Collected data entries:
◇ ◇ ◇ ◇ ◇ ◇ ◇
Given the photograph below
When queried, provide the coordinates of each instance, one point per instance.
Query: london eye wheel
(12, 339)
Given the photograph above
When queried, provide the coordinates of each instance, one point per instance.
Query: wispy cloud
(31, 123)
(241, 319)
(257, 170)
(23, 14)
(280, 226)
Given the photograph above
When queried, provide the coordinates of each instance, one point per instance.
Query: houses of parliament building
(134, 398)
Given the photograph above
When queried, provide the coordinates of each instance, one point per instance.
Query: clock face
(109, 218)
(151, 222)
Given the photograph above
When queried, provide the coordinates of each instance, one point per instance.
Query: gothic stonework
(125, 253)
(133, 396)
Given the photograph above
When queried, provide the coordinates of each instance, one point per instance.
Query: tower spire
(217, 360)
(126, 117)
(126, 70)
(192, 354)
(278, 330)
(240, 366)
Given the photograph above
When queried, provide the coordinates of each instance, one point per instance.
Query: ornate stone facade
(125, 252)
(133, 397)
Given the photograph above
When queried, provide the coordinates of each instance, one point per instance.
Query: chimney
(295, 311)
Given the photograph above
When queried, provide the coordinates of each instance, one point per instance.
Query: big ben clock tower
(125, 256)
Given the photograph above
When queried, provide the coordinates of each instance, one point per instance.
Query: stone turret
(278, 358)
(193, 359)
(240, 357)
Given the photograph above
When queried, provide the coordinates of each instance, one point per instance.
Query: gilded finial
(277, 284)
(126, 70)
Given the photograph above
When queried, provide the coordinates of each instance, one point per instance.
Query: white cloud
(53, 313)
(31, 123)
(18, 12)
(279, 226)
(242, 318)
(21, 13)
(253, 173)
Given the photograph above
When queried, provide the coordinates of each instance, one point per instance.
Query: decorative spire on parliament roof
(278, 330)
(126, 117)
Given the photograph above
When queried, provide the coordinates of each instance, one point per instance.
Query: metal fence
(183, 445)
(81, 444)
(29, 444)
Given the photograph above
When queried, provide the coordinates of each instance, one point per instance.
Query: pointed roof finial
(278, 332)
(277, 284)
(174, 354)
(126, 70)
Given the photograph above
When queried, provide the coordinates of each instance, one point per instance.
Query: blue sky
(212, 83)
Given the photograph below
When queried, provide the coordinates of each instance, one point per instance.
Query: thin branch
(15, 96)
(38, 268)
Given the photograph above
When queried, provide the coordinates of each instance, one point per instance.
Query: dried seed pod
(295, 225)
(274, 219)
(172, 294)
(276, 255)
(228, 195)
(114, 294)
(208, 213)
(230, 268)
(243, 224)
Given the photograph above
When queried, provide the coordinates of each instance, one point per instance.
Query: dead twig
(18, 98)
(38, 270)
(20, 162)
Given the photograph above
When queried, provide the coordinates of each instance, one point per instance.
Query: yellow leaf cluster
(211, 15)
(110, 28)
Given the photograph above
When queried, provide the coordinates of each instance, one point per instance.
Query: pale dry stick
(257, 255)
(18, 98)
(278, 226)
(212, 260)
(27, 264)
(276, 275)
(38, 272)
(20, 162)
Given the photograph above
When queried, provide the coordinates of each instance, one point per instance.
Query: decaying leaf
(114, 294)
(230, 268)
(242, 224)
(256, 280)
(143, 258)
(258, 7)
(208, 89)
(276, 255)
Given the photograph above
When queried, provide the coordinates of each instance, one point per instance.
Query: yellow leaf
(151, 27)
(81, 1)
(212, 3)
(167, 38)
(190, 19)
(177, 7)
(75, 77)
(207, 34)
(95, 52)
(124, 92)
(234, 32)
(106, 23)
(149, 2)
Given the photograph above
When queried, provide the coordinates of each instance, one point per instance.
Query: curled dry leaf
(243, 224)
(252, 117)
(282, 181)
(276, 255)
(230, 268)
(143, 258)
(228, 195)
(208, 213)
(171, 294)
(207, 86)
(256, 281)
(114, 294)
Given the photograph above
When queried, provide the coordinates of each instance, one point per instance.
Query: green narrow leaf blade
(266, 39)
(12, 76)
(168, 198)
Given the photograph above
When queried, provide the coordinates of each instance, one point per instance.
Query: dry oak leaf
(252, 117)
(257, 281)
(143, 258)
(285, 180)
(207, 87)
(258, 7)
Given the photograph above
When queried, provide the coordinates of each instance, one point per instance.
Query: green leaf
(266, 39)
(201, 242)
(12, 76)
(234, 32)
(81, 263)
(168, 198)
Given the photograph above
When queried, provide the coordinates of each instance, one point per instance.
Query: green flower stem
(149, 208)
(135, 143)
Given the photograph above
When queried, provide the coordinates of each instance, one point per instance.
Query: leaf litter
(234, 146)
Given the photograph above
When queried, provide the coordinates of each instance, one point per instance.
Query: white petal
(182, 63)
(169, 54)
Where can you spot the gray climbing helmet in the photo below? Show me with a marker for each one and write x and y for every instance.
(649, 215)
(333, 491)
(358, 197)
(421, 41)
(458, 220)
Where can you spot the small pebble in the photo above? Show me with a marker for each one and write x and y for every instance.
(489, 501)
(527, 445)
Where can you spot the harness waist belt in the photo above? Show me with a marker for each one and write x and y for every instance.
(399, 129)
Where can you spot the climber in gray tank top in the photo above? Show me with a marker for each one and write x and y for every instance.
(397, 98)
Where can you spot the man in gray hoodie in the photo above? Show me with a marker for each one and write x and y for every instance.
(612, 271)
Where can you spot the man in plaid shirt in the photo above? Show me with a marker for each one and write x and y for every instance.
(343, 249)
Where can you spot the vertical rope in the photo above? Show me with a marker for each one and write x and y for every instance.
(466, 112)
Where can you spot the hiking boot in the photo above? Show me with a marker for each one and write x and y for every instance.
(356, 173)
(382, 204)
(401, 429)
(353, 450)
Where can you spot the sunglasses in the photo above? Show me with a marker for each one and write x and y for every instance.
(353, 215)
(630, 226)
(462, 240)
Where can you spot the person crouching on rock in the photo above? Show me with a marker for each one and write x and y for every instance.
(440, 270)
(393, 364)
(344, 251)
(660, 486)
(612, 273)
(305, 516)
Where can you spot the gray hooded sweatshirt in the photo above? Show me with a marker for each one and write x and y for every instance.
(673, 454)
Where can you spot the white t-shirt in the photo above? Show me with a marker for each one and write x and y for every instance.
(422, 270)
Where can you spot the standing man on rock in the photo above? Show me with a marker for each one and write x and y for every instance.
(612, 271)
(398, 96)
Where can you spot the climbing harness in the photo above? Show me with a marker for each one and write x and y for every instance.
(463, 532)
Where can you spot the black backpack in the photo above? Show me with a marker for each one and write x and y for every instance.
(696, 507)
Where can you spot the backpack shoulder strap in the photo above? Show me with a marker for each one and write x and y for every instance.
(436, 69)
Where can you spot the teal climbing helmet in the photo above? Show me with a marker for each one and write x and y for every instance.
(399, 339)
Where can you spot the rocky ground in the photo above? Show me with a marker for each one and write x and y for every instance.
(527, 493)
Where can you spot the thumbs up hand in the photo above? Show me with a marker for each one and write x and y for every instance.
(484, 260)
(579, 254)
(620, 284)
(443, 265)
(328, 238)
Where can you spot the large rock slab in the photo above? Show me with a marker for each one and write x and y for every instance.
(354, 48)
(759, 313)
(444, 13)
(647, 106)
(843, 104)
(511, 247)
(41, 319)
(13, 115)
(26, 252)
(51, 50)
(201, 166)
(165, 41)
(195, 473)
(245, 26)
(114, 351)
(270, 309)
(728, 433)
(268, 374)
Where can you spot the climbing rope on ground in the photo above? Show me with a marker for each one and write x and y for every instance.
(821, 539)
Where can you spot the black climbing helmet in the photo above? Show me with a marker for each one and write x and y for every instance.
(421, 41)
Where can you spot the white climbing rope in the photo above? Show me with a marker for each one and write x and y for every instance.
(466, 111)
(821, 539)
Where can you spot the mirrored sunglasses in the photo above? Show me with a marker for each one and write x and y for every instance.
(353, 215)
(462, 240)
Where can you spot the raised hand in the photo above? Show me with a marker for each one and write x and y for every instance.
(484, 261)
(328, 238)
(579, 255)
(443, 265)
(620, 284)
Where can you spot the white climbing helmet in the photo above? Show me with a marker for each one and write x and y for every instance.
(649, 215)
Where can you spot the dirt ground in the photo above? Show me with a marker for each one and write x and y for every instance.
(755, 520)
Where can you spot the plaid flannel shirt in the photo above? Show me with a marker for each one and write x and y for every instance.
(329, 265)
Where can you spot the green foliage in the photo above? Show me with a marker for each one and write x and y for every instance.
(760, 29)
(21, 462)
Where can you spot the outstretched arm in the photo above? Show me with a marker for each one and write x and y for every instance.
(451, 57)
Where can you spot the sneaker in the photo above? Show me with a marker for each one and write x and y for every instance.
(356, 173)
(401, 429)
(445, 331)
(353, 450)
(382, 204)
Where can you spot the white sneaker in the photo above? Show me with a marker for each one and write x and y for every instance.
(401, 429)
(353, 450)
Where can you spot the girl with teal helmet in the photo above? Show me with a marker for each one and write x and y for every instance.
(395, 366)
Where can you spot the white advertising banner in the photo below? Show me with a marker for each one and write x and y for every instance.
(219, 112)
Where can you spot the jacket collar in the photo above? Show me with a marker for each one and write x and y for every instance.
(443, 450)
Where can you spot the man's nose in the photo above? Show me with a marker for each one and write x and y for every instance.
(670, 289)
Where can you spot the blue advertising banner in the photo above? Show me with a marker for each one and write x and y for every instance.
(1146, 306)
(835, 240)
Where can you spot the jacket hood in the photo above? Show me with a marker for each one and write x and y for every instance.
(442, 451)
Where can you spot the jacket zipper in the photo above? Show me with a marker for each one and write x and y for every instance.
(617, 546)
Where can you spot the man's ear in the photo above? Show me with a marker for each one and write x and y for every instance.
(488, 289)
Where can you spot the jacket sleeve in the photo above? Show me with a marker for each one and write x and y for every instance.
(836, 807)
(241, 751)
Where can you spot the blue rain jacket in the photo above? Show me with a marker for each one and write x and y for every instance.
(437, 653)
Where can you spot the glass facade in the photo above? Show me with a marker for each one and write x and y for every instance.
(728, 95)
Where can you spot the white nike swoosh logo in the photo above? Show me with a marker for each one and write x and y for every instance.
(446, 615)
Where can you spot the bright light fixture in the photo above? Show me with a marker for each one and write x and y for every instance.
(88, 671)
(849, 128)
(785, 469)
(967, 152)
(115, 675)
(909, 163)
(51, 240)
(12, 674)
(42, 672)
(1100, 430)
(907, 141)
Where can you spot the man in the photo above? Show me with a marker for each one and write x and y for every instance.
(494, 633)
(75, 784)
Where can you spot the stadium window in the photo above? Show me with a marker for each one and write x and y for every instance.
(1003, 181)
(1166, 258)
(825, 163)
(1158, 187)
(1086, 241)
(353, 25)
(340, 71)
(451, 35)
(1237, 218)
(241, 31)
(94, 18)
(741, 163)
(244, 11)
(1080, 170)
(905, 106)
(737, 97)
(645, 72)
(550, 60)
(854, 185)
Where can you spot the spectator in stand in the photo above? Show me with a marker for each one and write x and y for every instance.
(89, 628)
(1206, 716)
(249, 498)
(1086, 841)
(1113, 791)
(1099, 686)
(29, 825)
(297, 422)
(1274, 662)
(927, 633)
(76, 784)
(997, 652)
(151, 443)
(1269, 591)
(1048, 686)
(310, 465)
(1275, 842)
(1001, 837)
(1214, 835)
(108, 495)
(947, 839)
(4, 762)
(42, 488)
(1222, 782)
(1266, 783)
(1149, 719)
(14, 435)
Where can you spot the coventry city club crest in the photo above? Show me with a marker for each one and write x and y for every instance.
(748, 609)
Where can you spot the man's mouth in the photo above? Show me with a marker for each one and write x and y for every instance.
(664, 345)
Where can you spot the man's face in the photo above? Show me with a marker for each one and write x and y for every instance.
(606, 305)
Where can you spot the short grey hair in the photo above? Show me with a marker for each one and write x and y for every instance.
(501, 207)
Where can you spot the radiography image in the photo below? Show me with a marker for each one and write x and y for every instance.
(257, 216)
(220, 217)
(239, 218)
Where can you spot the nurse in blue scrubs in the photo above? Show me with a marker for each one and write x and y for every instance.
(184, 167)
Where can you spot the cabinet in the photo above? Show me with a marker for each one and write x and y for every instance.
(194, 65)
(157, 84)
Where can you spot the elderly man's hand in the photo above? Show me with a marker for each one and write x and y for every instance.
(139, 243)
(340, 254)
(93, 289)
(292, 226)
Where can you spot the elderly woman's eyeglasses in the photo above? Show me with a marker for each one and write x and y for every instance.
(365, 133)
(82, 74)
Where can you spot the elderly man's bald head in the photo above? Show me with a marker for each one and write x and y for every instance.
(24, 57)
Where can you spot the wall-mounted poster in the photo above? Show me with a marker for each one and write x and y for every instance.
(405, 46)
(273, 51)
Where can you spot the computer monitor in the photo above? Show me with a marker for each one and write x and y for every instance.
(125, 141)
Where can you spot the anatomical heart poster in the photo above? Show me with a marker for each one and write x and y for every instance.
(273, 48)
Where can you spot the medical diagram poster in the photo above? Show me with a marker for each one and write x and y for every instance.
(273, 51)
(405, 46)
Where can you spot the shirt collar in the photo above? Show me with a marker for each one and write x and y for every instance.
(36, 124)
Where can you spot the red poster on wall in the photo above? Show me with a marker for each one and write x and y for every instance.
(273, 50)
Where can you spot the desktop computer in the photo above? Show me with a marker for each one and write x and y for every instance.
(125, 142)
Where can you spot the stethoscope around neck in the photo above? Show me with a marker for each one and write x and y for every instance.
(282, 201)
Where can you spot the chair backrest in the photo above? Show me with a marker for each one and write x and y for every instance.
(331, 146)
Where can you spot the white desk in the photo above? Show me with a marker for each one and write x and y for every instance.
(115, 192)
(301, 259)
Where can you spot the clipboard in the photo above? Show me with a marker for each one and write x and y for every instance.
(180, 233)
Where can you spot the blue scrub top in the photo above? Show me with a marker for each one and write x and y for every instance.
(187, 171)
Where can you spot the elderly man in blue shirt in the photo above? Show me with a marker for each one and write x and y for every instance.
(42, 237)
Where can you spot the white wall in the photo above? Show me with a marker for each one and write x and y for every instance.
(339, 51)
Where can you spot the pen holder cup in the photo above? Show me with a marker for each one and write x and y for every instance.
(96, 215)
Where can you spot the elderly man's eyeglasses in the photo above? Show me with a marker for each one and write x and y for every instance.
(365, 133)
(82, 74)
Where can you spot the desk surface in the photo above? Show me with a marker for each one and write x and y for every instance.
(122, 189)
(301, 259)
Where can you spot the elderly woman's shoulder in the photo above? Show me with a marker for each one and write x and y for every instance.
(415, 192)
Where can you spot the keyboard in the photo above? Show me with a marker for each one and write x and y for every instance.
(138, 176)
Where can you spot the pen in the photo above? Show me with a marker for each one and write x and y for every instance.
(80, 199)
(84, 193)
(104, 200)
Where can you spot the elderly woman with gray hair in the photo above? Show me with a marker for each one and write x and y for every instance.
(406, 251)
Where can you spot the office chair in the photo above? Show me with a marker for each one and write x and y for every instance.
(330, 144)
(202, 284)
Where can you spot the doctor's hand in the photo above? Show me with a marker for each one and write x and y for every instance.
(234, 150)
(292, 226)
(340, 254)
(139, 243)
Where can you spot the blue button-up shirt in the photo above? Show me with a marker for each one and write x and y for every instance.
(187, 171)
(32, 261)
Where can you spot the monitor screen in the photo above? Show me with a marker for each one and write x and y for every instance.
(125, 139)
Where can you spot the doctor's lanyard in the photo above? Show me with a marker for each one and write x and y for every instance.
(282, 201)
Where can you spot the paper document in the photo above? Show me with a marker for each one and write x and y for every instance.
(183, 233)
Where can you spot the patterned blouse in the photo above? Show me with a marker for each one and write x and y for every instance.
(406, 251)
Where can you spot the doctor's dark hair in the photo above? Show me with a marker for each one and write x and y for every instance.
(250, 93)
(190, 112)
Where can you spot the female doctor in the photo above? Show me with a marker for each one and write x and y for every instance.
◇ ◇ ◇ ◇ ◇ ◇ ◇
§ **EXERCISE**
Beginning with the line that contains "Where can you spot the doctor's hand", repeat every line through the end of the records and nothing more.

§ **THE ANSWER**
Where can you spot the doctor's hand in the photo above? Show me with a marker for each one and write x and y for every instance.
(234, 150)
(292, 226)
(340, 254)
(139, 243)
Where can you spot the blue button-up shirt in the photo above? Show me with a marker for each one and write x and y for every instance.
(187, 171)
(32, 261)
Where can you spot the monitor screen in the photo above? Show me with a marker for each one and write x and y for every instance.
(125, 139)
Where can you spot the doctor's lanyard in the photo above? Show me with a marker for each one and write x and y for every instance.
(282, 201)
Where can you spot the paper document in the photo above? Show me with a marker for each one and write x and y for every instance.
(183, 233)
Where can you spot the patterned blouse in the photo above? Show me with a marker for each one and write x and y for every instance.
(406, 251)
Where can you spot the doctor's dark hair in the photo above? Show me with a marker for each one and write x and y for every instance.
(250, 93)
(190, 112)
Where can you spot the female doctor in the photo above? Show me with a marker for each one and write x and y for every instance.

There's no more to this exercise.